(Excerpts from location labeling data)
***
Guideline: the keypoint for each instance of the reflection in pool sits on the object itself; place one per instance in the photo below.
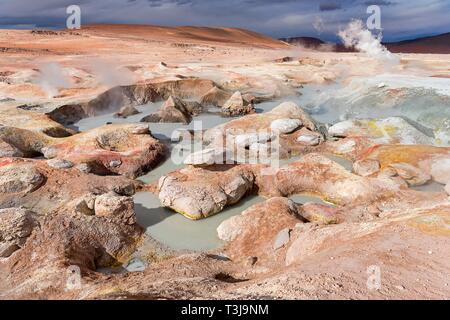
(178, 232)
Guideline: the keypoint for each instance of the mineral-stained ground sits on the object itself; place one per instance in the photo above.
(369, 140)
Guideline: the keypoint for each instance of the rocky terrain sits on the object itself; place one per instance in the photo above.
(278, 122)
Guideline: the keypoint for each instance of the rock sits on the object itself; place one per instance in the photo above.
(84, 167)
(440, 170)
(126, 111)
(60, 163)
(16, 226)
(216, 97)
(285, 126)
(366, 167)
(85, 205)
(284, 59)
(93, 150)
(412, 175)
(393, 130)
(112, 205)
(115, 163)
(247, 139)
(256, 231)
(293, 111)
(198, 193)
(49, 152)
(236, 105)
(319, 213)
(7, 150)
(23, 177)
(173, 110)
(281, 239)
(259, 150)
(207, 157)
(135, 265)
(140, 129)
(309, 139)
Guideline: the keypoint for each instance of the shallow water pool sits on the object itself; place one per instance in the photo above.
(179, 233)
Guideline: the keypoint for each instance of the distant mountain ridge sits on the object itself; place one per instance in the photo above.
(432, 44)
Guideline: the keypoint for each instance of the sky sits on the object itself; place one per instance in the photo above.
(400, 19)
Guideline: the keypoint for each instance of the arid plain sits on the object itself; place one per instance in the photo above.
(363, 139)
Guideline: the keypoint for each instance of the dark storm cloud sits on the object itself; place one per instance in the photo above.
(400, 18)
(379, 3)
(329, 6)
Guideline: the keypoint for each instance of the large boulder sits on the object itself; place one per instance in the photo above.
(126, 111)
(260, 230)
(20, 178)
(174, 110)
(125, 149)
(236, 106)
(198, 192)
(115, 206)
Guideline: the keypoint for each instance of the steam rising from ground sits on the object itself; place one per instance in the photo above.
(51, 78)
(109, 74)
(356, 35)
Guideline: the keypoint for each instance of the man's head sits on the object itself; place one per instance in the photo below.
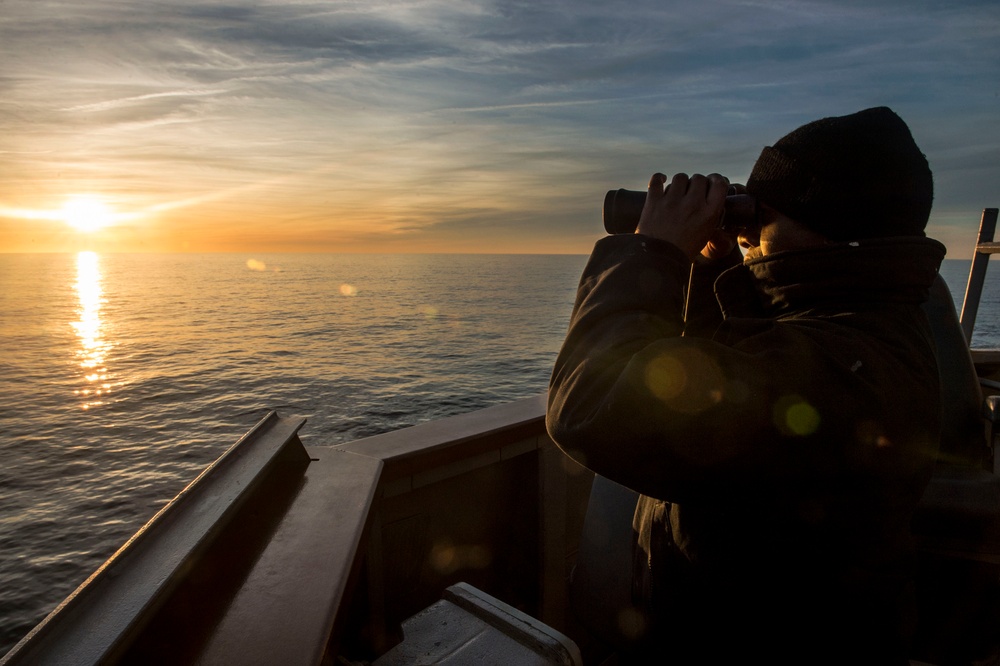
(848, 177)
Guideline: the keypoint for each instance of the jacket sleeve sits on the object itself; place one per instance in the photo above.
(675, 416)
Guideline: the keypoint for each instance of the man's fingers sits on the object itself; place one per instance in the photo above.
(718, 187)
(656, 182)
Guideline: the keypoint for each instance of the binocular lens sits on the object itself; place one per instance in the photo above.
(622, 209)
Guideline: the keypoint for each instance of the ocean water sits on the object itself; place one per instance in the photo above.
(125, 375)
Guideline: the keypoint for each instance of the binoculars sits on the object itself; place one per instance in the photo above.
(622, 209)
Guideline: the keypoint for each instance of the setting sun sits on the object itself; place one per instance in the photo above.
(86, 213)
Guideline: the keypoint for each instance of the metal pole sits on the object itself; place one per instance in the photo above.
(977, 274)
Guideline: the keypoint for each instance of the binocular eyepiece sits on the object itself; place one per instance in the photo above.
(622, 209)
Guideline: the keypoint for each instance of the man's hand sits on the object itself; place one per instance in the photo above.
(687, 213)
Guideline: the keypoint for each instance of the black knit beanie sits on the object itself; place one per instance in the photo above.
(848, 177)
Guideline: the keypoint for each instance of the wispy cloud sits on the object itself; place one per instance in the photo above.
(439, 120)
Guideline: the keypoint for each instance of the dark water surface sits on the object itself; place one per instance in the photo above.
(125, 375)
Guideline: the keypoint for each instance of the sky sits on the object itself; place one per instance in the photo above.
(447, 126)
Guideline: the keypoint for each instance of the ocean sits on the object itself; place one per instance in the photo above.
(125, 375)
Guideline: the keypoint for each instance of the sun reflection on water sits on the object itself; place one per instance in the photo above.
(93, 347)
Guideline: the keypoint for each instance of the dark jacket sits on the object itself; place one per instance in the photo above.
(781, 438)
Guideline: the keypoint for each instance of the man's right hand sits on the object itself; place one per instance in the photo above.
(686, 213)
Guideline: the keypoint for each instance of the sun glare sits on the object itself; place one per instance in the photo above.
(86, 213)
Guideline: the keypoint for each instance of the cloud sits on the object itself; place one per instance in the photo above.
(416, 118)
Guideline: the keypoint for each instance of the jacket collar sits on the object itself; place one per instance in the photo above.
(836, 277)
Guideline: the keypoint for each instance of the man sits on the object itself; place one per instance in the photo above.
(782, 430)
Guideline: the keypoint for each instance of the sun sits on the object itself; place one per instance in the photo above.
(86, 213)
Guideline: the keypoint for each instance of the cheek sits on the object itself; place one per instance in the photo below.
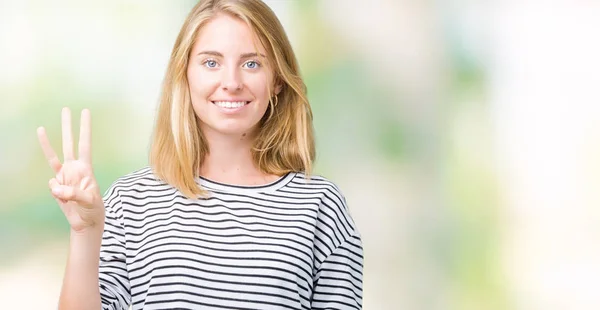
(201, 85)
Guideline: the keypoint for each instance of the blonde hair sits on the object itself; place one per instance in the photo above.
(285, 142)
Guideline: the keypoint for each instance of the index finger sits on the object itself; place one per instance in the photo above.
(48, 151)
(85, 137)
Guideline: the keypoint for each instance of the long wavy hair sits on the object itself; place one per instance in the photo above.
(285, 141)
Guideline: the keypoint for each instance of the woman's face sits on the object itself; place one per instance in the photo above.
(229, 79)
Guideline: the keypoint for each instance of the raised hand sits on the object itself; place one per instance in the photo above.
(74, 187)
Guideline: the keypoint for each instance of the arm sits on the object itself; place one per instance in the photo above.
(338, 280)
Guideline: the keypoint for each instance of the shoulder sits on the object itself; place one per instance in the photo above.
(139, 181)
(334, 211)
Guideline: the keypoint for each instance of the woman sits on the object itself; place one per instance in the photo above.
(226, 216)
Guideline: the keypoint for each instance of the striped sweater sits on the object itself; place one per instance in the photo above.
(290, 244)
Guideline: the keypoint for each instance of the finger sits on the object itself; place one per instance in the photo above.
(85, 137)
(67, 134)
(53, 183)
(74, 194)
(48, 151)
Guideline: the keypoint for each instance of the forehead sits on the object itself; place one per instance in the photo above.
(227, 34)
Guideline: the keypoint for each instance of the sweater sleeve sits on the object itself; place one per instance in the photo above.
(338, 268)
(113, 276)
(338, 281)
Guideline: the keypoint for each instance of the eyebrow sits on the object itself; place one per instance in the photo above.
(243, 56)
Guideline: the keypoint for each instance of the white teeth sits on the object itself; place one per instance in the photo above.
(230, 104)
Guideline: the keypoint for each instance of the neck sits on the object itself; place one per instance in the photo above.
(229, 160)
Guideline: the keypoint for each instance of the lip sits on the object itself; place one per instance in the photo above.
(231, 110)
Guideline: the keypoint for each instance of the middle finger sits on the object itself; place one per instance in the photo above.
(67, 134)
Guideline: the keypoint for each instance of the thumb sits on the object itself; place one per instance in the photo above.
(69, 193)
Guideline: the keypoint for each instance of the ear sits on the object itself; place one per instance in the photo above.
(278, 88)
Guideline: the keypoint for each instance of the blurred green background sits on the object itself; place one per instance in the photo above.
(464, 134)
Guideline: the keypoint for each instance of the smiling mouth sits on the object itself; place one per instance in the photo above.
(230, 104)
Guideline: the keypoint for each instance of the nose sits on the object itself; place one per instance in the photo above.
(231, 80)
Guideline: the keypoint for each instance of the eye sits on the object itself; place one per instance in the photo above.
(251, 64)
(210, 63)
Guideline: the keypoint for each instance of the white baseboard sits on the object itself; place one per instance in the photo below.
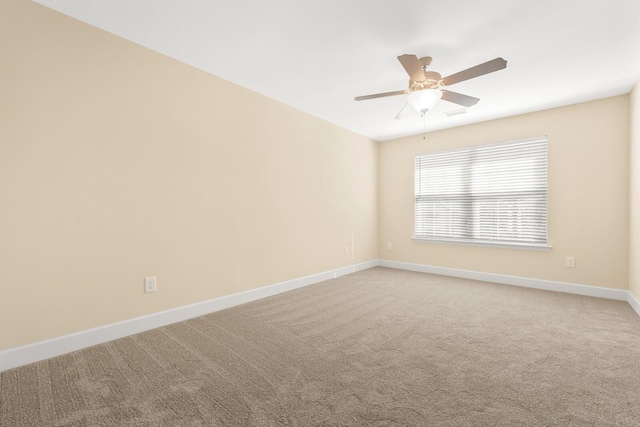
(570, 288)
(634, 302)
(23, 355)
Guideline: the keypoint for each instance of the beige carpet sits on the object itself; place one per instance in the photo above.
(381, 347)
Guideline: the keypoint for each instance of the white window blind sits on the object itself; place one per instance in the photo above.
(494, 194)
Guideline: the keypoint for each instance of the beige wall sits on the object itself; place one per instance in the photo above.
(634, 194)
(588, 195)
(118, 163)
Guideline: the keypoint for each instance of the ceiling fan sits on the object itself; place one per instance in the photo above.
(425, 87)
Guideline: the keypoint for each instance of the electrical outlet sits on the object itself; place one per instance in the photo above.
(150, 284)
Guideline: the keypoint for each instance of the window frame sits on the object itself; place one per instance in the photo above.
(470, 214)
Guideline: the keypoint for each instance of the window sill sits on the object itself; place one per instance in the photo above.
(487, 244)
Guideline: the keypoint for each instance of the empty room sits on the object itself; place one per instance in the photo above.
(295, 213)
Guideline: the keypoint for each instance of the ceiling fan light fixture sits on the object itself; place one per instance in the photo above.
(424, 100)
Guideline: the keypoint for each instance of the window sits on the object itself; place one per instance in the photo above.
(489, 194)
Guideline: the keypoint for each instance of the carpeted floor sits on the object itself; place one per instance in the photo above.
(381, 347)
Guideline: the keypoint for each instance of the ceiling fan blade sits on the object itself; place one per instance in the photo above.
(458, 98)
(412, 67)
(380, 95)
(478, 70)
(407, 111)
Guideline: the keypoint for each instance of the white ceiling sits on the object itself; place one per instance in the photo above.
(318, 55)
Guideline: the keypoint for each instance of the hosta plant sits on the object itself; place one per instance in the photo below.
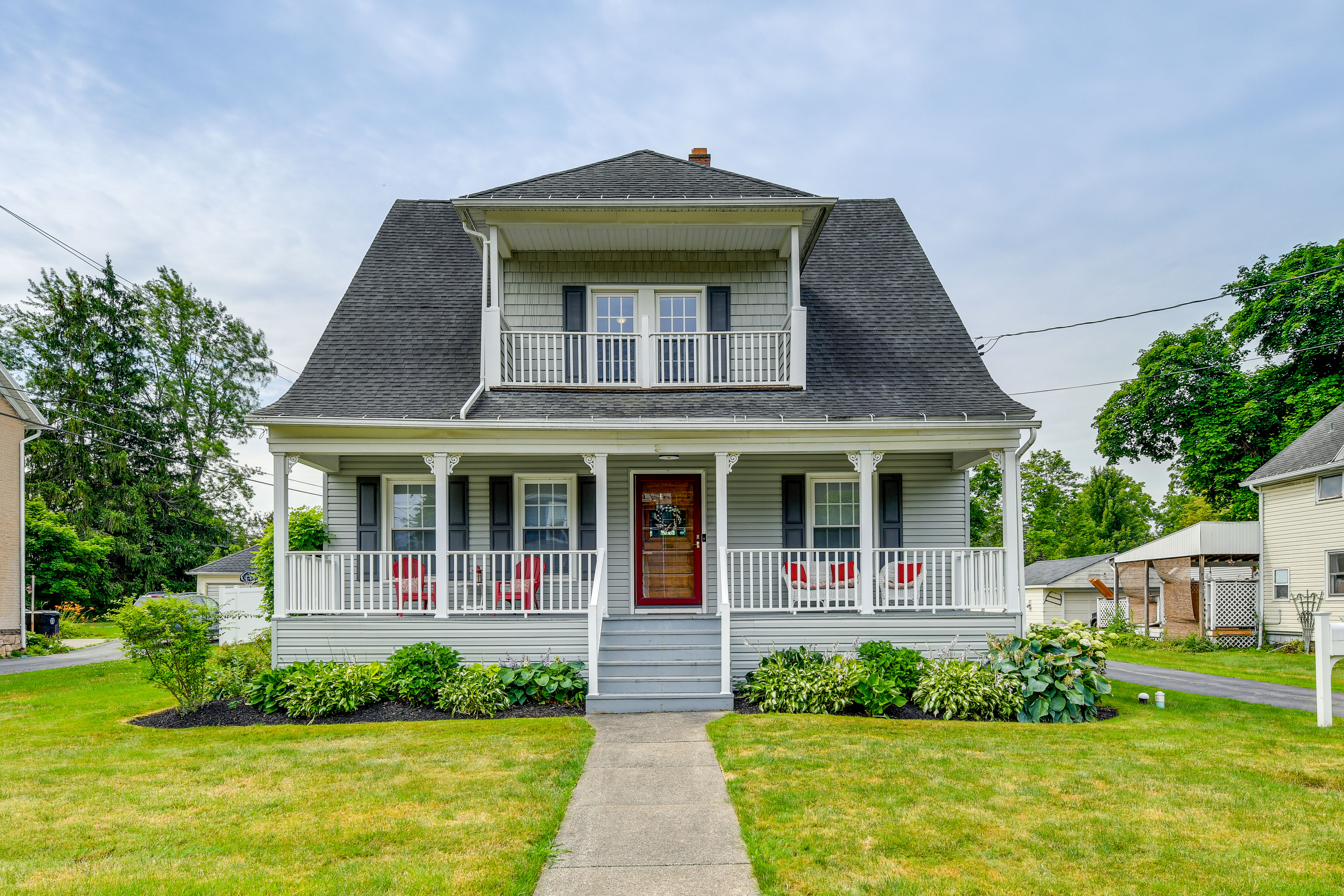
(419, 671)
(1061, 678)
(326, 688)
(475, 691)
(818, 686)
(967, 690)
(557, 681)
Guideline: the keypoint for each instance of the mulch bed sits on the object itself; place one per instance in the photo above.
(218, 714)
(909, 711)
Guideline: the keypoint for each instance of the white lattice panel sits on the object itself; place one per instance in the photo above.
(1234, 608)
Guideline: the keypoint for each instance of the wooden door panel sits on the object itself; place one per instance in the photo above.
(668, 554)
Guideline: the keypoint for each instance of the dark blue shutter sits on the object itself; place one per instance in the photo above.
(795, 511)
(889, 510)
(721, 309)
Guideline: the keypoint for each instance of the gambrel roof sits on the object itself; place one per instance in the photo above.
(642, 175)
(883, 338)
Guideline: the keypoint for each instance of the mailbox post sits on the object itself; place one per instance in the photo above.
(1330, 649)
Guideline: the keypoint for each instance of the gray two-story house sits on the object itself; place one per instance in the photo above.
(648, 414)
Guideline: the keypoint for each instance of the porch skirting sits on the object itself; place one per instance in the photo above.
(488, 639)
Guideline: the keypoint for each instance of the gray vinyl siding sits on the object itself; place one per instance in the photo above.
(533, 282)
(478, 639)
(934, 500)
(755, 635)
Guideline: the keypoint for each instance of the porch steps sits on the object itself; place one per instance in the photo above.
(659, 664)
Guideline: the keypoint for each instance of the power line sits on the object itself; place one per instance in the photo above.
(1186, 370)
(97, 266)
(994, 340)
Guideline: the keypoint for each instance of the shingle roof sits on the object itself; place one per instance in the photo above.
(240, 562)
(642, 175)
(1318, 447)
(883, 338)
(1050, 572)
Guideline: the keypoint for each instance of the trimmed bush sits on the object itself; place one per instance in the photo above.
(327, 688)
(966, 690)
(173, 637)
(419, 671)
(1059, 668)
(475, 691)
(557, 681)
(811, 684)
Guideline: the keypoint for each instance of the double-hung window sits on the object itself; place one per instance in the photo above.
(413, 516)
(1330, 488)
(835, 512)
(546, 516)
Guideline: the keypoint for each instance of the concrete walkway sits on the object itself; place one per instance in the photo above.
(651, 814)
(105, 652)
(1245, 690)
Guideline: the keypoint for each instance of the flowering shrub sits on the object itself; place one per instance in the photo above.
(966, 690)
(1058, 668)
(475, 691)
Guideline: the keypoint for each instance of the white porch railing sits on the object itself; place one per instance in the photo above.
(902, 580)
(496, 582)
(644, 360)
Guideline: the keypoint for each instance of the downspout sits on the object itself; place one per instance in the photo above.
(486, 274)
(23, 543)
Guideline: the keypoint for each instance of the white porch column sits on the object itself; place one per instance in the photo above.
(865, 464)
(441, 465)
(597, 465)
(280, 530)
(1011, 502)
(723, 463)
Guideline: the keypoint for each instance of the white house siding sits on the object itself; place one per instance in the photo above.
(478, 639)
(1299, 532)
(933, 492)
(533, 282)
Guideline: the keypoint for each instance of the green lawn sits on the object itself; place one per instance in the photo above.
***
Given request> Put the stretch of the listing from the line containing "Guideline: the keypoint for each instance of the white lattice" through the line containing "(1234, 608)" into a Markdown table with the columns Number and Listing line, numbering each row and skipping blank lines.

Task output>
| Number | Listing line |
|---|---|
| 1 | Guideline: the keypoint for each instance of the white lattice panel sits on the object itself; place one per instance in the photo above. |
| 2 | (1234, 608) |